[TEXT PROVIDED]
In fire protection, flow switches, or water flow detectors, are exactly that: devices that sense when water flows through a fire sprinkler system.

Generally, water within the pipes leading to sprinkler heads remains stagnant. When a sprinkler opens, a supply of fluid moves through pipes and sprays into a room. This change in how fast water moves activates the sensor. In turn, it sends a signal to a fire alarm control panel, a notification device (like a bell), or both.

Fire sprinkler pressure switches, on the other hand, watch for changes in pressure. Major manufacturers offer two main types of pressure switch:

  • Alarm pressure switches, which monitor changes in water pressure only. These serve largely the same purpose as flow switches, sounding the alarm when a head or heads have apparently opened.
  • Supervisory switches, which monitor the air pressure in dry and pre-action systems and may also watch for changes in water pressure in wet-pipe systems. They prevent damage to the system or unwanted activation.

Low-air supervisory switches watch for a loss of air in a dry-pipe system. These systems contain a supply of pressurized air until sprinkler heads activate. An unwanted decrease in pressure could cause an important valve—the dry-pipe valve—to open, filling pipes with water. At low temperatures, this water expands within (and can damage) the system. By letting personnel know about a potential problem, these switches help to keep sprinkler systems intact.

Switches for high and low air pressure play the same role, but also detect increases in pressure. That added pressure could damage pressure-activated valves and other components in fire sprinkler systems. And, if something catches fire while there's excess pressure, valves controlling the supply of water to sprinklers may not open on time.

The basics of water flow switches

Vane or paddle-type flow switches work in wet-pipe systems only. As the name stipulates, they feature a vane or paddle that sits in the path of water and moves when it flows. But in dry systems where water quickly replaces compressed air when sprinklers activate, that paddle could be damaged or broken off—thus the restriction to wet-pipe systems.

[JOB 1] Repeat the lines of the listing between the line holding "Exercise. Mark every instance of the white door in" and the line holding "pixel 423 179", inclusive, and leave the pictures out.

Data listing
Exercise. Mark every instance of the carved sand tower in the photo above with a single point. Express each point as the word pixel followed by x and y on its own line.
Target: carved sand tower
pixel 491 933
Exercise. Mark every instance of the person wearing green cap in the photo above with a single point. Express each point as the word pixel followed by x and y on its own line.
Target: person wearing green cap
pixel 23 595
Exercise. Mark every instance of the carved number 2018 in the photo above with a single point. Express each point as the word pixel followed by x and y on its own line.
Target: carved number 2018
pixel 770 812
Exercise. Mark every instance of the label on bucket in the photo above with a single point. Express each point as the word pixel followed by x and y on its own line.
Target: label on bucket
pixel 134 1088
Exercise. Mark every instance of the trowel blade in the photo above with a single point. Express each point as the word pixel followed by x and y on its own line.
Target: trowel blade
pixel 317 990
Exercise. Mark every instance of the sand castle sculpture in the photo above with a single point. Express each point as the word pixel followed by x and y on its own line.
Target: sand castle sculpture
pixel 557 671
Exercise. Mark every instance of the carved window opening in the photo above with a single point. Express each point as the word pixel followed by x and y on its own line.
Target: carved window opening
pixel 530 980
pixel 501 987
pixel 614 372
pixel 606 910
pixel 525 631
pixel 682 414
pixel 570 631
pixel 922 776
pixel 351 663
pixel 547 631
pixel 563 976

...

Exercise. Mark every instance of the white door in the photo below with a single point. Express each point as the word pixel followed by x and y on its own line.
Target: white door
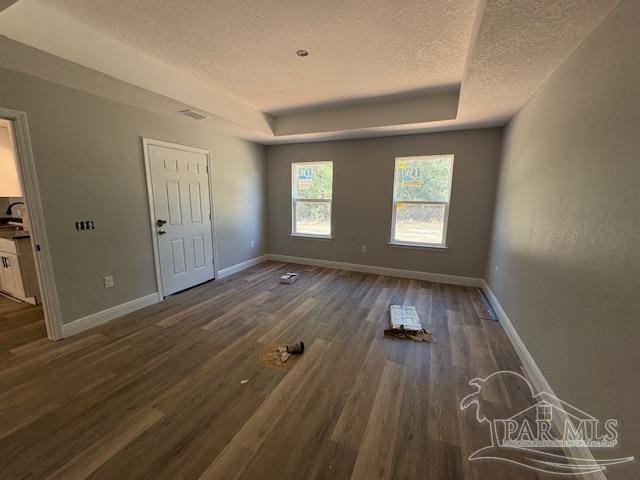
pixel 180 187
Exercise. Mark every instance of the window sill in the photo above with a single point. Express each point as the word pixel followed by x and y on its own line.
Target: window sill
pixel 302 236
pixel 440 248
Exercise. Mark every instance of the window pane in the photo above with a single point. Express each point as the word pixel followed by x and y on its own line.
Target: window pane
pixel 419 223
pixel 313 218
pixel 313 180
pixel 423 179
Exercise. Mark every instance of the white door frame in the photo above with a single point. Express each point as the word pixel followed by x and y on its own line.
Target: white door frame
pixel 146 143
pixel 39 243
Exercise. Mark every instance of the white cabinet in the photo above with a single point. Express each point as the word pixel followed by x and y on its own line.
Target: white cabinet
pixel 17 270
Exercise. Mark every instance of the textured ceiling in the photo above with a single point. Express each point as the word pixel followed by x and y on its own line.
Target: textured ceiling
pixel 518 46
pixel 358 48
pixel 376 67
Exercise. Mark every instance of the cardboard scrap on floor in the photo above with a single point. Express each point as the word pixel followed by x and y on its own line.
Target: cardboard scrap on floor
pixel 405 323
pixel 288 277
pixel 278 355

[JOB 2] Name every type of sprinkler system that the text on fire sprinkler switches mentions.

[TASK SOLUTION 1]
Exercise. Mark every instance of the white door in the photo below with a single point. Express each point as the word pixel followed by x and y on its own line.
Target: white door
pixel 180 187
Exercise. Mark every instance of the window sill in the photo above with a single point. Express each point as the word pixel followed by x and y on its own line.
Target: window sill
pixel 302 236
pixel 440 248
Exercise. Mark every instance of the window pane in the photo above with a single point. Express each point as the word pixel followed by x and y on its own line.
Target: window pane
pixel 419 223
pixel 313 218
pixel 313 180
pixel 423 179

[TASK SOLUTION 2]
- Wet-pipe systems
- Dry-pipe systems
- Pre-action systems